> DOCUMENT SEGMENT

- Opening Delimiter -

Yes. Labtree has its own development competence including a laboratory. This means formulations are not only selected but specifically developed, tested and adapted. In addition, smaller test batches can be produced in-house to validate products early under real conditions and move them safely into production.
What are all-in-one UV filters?
All-in-one UV filters are pre-combined, broad-spectrum filter blends, sometimes described as four-in-one, that package the core protection step into a single tested system. The brand builds the texture, finish and any care or tint layer around the blend, which reduces the complexity of sun-care formulation.
How does scalable SPF work?
Adjusting the concentration of an all-in-one blend can change the protection level, allowing a single base to support several SPF values across a range (for example 20–50+). This makes a modular line more practical, but each target SPF level still has to be tested and substantiated rather than assumed from a calculation.
Do all-in-one filters reduce the need for SPF testing?

- Closing Delimiter -

> EXERCISE DATA

- Opening Delimiter -

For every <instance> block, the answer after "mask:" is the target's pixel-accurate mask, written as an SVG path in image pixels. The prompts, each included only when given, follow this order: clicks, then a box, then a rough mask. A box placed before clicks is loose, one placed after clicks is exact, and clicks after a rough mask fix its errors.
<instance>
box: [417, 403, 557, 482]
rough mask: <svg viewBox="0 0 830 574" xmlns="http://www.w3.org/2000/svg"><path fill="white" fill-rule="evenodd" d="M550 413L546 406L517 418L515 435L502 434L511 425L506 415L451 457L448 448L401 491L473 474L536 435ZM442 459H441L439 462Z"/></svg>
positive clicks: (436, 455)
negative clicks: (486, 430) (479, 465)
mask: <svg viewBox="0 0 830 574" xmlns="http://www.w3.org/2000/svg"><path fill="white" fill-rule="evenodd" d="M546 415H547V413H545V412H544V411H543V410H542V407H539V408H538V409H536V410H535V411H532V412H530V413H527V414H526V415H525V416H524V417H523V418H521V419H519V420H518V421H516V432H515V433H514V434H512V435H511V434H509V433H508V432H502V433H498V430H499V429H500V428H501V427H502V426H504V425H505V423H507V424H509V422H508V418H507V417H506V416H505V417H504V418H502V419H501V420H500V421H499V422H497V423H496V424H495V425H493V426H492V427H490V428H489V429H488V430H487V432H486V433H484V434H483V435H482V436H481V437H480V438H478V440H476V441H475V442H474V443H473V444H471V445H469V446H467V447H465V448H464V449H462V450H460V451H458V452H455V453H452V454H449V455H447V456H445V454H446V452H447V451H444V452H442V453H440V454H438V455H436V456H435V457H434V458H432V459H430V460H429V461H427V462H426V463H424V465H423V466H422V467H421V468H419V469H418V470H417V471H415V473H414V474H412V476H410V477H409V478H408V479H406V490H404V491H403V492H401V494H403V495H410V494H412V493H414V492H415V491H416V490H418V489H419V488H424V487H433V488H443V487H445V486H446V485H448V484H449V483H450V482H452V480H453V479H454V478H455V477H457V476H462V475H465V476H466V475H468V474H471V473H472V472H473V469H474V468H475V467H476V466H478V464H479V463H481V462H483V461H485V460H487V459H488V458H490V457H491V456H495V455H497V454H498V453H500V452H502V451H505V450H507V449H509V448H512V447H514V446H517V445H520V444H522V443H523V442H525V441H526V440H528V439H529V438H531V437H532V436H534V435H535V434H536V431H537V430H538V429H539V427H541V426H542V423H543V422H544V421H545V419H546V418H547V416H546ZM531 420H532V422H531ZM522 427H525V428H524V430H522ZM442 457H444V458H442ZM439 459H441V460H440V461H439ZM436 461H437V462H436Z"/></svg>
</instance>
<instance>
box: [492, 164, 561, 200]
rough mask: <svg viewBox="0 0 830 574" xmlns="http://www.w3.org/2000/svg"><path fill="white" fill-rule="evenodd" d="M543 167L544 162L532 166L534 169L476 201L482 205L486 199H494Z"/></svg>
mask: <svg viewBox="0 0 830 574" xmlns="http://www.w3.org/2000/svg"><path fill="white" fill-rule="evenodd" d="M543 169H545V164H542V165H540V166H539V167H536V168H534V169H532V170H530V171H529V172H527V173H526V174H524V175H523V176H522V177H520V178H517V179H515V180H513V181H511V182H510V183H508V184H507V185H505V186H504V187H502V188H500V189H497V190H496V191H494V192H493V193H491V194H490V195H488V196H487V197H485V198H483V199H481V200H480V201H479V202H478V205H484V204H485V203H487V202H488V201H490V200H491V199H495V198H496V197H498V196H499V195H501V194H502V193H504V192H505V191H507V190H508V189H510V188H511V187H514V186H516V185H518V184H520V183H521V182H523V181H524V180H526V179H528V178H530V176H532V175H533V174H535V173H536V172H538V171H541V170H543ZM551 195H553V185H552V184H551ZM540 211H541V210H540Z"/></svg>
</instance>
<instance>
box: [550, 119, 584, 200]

- Closing Delimiter -

Extend the FAQ on all-in-one UV filters and SPF formulation, picking up right after its final question.

> ANSWER AREA
No. They simplify formulation, not substantiation. SPF and broad-spectrum are regulated claims under the EU Cosmetics Regulation and recognised testing methods. Each SPF level and each format in a range is a separate protection claim that has to be tested and supported by its own results.
What is the advantage for a multi-product line?
A shared, pre-combined filter system lets a brand develop several products, such as different SPF levels and textures, from one foundation rather than as separate formulation challenges. This supports a consistent protection story, a coherent range and a faster, more structured route to market.
How long does it take to develop a sun-care line with all-in-one filters?
With a pre-qualified SPF base as a starting point, a white-label route is typically 2 to 3 months per product. An individual new development is usually 3 to 6 months, depending on SPF and stability testing for each product, texture development, regulatory preparation and packaging availability.